--- What is expected ---
Pull out every line of the items that contains the word "grass" and copy each one in full.

[start of Materials provided]

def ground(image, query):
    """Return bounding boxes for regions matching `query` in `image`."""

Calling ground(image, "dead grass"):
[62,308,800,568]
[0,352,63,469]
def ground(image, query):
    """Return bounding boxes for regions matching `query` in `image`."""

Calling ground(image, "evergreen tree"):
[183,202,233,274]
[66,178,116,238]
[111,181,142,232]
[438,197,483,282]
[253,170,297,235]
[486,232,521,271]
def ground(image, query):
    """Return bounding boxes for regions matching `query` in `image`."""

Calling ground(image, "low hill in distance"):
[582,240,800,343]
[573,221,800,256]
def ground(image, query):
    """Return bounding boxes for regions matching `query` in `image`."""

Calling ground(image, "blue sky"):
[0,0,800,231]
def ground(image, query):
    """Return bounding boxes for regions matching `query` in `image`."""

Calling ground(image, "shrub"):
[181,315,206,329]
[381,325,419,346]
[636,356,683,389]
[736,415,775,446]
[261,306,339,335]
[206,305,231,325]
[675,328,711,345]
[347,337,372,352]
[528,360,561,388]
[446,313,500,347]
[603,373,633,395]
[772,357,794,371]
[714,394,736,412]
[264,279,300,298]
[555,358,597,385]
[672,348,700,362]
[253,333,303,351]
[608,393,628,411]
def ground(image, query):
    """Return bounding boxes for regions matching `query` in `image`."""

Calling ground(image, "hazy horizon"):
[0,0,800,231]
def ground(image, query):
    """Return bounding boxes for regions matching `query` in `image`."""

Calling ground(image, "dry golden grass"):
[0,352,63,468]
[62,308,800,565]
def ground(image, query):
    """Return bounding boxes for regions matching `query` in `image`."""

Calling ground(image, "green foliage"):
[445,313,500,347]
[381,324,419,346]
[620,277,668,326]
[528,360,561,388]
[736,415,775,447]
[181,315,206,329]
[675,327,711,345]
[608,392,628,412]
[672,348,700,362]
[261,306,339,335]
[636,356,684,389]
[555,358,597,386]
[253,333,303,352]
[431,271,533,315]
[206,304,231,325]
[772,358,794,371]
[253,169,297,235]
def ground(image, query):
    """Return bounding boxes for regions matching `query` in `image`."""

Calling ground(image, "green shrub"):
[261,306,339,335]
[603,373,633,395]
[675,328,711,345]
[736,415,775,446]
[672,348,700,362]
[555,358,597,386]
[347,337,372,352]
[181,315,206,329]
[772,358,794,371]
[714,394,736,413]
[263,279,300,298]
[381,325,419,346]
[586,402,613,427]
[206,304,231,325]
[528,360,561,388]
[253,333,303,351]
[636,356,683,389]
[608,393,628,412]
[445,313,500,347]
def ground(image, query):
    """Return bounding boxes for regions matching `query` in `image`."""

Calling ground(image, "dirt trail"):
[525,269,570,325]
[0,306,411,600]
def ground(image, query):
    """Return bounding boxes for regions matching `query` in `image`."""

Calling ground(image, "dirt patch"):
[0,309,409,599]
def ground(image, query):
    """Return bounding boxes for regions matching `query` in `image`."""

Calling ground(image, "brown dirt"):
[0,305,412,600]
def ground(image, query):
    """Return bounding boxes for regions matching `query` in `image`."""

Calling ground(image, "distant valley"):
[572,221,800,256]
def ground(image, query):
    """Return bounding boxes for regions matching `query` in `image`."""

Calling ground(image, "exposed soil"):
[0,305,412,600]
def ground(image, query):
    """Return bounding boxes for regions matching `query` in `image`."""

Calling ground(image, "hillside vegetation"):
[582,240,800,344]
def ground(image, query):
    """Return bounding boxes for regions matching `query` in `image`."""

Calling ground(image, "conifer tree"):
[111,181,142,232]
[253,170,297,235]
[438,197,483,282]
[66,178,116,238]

[end of Materials provided]
[start of Materials provided]

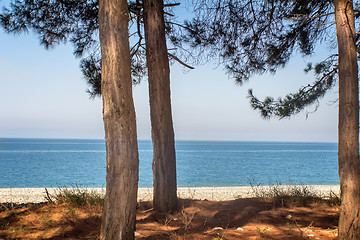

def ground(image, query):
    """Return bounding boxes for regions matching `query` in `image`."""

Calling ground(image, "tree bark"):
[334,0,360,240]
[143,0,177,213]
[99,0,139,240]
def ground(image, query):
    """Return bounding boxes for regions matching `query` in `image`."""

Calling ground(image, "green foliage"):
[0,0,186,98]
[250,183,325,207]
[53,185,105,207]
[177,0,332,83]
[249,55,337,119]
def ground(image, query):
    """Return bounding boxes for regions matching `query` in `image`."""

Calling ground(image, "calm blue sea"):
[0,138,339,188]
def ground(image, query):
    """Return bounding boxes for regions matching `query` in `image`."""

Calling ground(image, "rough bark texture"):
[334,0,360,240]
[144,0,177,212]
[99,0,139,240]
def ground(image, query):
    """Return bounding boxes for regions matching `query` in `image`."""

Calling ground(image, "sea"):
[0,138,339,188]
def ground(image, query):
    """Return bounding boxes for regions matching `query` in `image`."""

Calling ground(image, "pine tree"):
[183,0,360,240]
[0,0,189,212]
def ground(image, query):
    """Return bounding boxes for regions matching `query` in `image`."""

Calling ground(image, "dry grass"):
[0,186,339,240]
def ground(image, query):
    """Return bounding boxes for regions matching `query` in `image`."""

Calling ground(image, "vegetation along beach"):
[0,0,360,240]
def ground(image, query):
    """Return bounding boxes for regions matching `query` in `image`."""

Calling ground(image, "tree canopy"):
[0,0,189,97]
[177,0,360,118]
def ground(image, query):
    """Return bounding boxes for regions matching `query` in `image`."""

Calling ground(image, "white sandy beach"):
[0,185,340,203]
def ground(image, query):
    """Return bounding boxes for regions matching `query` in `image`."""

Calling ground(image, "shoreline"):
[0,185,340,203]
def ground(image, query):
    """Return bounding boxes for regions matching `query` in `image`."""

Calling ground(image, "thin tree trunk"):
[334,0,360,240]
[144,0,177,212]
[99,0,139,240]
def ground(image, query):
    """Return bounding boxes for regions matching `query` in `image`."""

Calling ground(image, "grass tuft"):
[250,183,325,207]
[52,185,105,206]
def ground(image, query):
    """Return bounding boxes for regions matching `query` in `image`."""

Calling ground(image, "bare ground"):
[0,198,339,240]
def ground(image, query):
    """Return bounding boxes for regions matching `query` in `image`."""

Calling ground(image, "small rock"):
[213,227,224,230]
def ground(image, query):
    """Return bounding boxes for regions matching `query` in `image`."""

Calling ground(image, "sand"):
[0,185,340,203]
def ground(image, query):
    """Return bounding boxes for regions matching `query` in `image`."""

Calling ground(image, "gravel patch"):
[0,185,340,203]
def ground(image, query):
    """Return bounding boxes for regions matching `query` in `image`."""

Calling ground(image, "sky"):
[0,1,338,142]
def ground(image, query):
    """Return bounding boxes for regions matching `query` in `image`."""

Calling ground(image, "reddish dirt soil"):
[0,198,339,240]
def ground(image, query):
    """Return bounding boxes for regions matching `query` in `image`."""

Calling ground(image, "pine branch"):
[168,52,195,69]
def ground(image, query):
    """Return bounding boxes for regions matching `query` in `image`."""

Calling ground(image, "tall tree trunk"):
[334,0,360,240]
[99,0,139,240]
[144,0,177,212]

[end of Materials provided]

--- Complete answer ---
Calling ground(image, "dead grass"):
Calling ground(image, "dry golden grass"):
Calling ground(image, "dry grass"):
Calling ground(image, "grass tuft"):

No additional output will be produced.